Exercise goal: Would you repeat the entries below exactly and omit the pictures?

______

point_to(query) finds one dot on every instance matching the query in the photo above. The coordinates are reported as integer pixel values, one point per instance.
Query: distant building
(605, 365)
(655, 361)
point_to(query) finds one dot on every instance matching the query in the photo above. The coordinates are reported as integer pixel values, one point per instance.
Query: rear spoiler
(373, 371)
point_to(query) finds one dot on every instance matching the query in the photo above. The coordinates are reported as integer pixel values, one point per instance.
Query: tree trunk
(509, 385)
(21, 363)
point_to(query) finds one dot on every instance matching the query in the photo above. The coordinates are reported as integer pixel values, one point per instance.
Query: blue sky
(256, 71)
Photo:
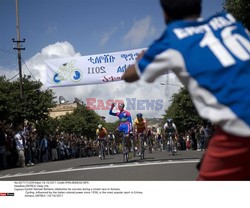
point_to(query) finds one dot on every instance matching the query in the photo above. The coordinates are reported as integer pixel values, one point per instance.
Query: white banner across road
(84, 70)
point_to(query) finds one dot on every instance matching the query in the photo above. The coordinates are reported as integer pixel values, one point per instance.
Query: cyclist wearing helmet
(101, 134)
(170, 128)
(140, 127)
(125, 121)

______

Exercise answer:
point_to(query) finds one dot on every instance matching the query in the photo above. The coordinates are reported as integer pixel values, one point per instance.
Query: distant building
(605, 365)
(655, 361)
point_to(query) finds one dot on every instance matching the query in the photo above. The coordinates are reported as integer pixel values, one point per instance.
Query: rear spoiler
(373, 371)
point_to(query) finds one dot on every instance matching the query in the photo above. The coordinates are reported as integer pixel values, one point per instance.
Query: tree trunk
(509, 385)
(21, 363)
point_to(query) finds one dot on every instance matching the query in the photo above. The coordinates are reported as integer pixel values, one point per instance.
Query: blue sky
(256, 71)
Photo:
point_to(query) finds one dot on every instance matching the query in the photo above. The coordinates are reported as integer pixel values, one point per instance.
Query: white banner across road
(84, 70)
point_to(query) finds one dot on every instance matching the query in the photo above. The coordinates are reported as integer pixel values, one point per instance.
Query: cyclist wearing helmet
(101, 134)
(170, 128)
(140, 127)
(125, 121)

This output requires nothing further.